- Описание задачи
Верни дословно ту часть беседы о балете, которая открывается словами, содержащими «Н.ТАМРАЗОВ: Твой покорный», и закрывается словами «нас тоже запрещали.».

#### Выбранный текст

Н.ТАМРАЗОВ: А что, прекрасно, ты сложена для балета.
М.ХЛЕБНИКОВА: Я выжила там один месяц, потому что я сказала: «Мамочка, мне так нравится, что у меня грязные белые колготки», и мама, после этого, отдала меня в музыку. Действительно, смешно.
Н.ТАМРАЗОВ: А тебе колготки нужны были для того, чтобы ползать по полу?
М.ХЛЕБНИКОВА: Конечно, конечно.
Н.ТАМРАЗОВ: Да зачем же? Колготки для того, чтобы ножки были стройные, чтобы ногам было тепло.
М.ХЛЕБНИКОВА: Нет, все дети знают, что ползать гораздо веселее.
Н.ТАМРАЗОВ: Твой покорный слуга закончил когда-то хореографическое училище, и первая его профессия была артист балета, поэтому я тебя очень прекрасно понимаю. Ты правильно сделала, что ты бросило это дело, потому что это дело очень тяжелое.
М.ХЛЕБНИКОВА: Тяжелое.
Н.ТАМРАЗОВ: Очень тяжелое. Когда нечего было жрать, так еще и запрещали половину – это нельзя, это нельзя.
М.ХЛЕБНИКОВА: Я понимаю, у нас тоже запрещали.

########
#### Фрагмент набора данных

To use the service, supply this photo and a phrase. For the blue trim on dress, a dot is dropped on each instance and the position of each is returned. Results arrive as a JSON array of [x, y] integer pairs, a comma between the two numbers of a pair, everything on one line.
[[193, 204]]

########

- Решение задачи
Н.ТАМРАЗОВ: Твой покорный слуга закончил когда-то хореографическое училище, и первая его профессия была артист балета, поэтому я тебя очень прекрасно понимаю. Ты правильно сделала, что ты бросило это дело, потому что это дело очень тяжелое.
М.ХЛЕБНИКОВА: Тяжелое.
Н.ТАМРАЗОВ: Очень тяжелое. Когда нечего было жрать, так еще и запрещали половину – это нельзя, это нельзя.
М.ХЛЕБНИКОВА: Я понимаю, у нас тоже запрещали.